== Work to do ==
Return verbatim the lines of the data below, from the line that contains "ear in the photo below." through the final line of the data, inclusive.

(Records from a data source)
=-=-=-=-=

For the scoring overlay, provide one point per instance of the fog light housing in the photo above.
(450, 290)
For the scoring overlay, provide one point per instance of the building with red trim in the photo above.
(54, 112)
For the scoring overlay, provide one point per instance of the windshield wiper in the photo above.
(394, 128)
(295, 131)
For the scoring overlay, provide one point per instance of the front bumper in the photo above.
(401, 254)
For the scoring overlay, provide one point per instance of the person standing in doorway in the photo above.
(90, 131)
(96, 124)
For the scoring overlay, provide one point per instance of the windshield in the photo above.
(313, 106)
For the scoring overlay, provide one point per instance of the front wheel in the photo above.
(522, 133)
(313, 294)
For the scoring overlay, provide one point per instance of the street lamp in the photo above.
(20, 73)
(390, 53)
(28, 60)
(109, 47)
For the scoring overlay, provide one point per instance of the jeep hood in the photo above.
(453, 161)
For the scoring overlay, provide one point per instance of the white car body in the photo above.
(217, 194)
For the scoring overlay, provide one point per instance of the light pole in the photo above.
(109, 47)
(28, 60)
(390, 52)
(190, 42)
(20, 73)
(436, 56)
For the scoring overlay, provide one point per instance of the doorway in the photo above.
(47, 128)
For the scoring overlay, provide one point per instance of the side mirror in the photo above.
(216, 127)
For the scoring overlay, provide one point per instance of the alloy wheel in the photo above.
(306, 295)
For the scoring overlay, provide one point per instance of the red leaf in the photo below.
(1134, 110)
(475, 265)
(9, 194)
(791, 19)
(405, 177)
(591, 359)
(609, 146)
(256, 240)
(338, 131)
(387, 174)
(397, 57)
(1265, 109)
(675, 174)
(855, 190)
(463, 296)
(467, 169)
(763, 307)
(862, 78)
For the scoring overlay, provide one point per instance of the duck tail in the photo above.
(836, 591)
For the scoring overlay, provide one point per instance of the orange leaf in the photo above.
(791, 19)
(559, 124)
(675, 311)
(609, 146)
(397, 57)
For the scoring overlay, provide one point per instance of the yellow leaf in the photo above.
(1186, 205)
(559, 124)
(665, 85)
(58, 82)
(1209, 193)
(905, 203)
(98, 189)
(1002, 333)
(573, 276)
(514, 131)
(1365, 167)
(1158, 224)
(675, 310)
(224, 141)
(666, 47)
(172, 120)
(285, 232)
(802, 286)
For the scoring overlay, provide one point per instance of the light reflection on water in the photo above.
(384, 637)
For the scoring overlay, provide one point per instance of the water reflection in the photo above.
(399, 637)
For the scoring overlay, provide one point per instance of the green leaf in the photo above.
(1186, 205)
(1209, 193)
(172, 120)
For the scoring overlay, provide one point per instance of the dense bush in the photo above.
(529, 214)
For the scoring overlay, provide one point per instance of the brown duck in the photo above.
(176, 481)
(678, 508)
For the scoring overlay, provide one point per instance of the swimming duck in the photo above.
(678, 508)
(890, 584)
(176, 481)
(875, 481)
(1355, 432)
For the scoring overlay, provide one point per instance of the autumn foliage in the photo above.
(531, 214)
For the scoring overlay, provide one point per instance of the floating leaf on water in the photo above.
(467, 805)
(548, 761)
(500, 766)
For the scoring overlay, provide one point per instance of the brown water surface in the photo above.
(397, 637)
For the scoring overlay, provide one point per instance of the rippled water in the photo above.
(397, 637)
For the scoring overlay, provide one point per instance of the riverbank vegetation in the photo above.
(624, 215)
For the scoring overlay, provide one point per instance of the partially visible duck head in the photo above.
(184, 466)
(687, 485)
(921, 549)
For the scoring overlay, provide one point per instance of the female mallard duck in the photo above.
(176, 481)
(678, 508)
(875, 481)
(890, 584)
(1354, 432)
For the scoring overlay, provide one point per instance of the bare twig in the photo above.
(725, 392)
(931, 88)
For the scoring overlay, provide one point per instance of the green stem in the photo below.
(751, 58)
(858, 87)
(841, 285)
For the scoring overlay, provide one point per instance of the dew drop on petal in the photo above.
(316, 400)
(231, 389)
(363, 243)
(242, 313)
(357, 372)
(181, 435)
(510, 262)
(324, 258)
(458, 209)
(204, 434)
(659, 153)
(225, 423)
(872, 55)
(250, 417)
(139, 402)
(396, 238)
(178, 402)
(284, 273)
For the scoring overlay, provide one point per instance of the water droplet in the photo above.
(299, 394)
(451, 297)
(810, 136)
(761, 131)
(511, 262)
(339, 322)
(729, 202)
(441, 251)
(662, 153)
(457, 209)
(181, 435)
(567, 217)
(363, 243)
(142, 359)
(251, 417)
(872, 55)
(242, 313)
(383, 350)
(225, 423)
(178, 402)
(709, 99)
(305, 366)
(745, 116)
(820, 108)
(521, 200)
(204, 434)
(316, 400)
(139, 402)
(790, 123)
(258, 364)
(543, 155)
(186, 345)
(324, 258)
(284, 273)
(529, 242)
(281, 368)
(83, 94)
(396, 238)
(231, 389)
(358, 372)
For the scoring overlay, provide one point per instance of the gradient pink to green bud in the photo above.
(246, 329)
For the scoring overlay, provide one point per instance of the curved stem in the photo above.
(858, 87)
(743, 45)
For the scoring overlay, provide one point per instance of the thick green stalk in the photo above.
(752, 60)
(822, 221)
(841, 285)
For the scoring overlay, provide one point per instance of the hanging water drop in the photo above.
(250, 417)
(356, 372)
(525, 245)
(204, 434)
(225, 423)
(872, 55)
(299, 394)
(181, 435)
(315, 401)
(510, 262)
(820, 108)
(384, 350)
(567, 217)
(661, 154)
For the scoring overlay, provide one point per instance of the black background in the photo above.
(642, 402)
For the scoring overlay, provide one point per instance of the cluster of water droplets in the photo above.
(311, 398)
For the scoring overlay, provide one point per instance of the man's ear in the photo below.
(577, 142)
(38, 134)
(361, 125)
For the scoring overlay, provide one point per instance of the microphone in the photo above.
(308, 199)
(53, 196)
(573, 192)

=-=-=-=-=

== Answer to the task ==
For the scoring overlay, provide one point per instance of the man's ear in the photo below.
(577, 142)
(38, 134)
(361, 125)
For the scoring overlay, provide one point per instance of the microphone in the photo above.
(308, 199)
(53, 196)
(573, 192)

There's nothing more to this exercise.